Text block:
# March Photo Contest



## Joanne & Asia (Jul 23, 2007)

Kismet and our granddaughter when she was a baby. She is 2 and a a half now and they are still best friends. he was 9 months old when she was born so they have grown up together


----------



## CAROLINA MOM (May 12, 2009)

Great theme, this will be another fun contest. 
Love the photos!


----------



## Ivyacres (Jun 3, 2011)

What fun it was looking through all the years of photos of Honey. Here's a favorite of mine and one just for fun.
Our grand daughter happily holding a sleeping Honey on her second day home.









Not an entry, here they are six months later...Honey still thinks she's a lap dog!


----------



## Cjm (Oct 26, 2018)

Roo was always close by my children. And often he brought George (his stuffed animal) to join him.


----------



## granite7 (Oct 5, 2020)

Dataset excerpts:
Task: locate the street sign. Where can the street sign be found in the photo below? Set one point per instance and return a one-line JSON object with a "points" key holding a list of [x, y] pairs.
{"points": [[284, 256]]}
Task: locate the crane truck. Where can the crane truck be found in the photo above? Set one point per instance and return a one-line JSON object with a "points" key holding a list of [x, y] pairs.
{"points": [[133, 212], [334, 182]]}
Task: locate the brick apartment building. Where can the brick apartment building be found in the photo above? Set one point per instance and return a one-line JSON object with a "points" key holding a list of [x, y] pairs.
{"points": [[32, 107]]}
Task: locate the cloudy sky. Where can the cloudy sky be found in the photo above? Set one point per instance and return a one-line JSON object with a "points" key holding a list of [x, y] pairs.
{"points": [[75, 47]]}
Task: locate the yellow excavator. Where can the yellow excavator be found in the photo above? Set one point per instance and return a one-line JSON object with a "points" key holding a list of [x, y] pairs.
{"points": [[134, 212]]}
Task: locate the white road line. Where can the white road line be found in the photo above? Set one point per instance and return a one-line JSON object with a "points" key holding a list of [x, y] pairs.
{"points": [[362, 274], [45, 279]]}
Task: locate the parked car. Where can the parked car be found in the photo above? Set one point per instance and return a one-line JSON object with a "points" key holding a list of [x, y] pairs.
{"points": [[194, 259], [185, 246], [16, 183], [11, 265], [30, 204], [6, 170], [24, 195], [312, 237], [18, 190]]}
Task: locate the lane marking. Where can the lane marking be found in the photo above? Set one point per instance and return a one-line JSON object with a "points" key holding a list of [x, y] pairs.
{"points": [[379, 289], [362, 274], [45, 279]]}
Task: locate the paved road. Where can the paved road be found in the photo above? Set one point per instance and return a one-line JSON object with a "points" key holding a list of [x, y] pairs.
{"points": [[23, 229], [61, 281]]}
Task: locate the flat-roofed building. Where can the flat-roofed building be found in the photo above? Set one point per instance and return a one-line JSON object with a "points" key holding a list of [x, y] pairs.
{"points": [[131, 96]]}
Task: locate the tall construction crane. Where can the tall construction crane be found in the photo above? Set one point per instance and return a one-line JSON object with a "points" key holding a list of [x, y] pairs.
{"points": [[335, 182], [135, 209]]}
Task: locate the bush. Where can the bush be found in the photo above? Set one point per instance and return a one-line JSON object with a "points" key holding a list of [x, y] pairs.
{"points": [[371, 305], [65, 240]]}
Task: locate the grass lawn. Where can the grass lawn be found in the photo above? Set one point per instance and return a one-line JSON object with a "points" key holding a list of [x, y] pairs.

Challenge:
In the March Photo Contest thread, what is George, whom Roo often brought along?

Answer to this exercise:
George is Roo's stuffed animal.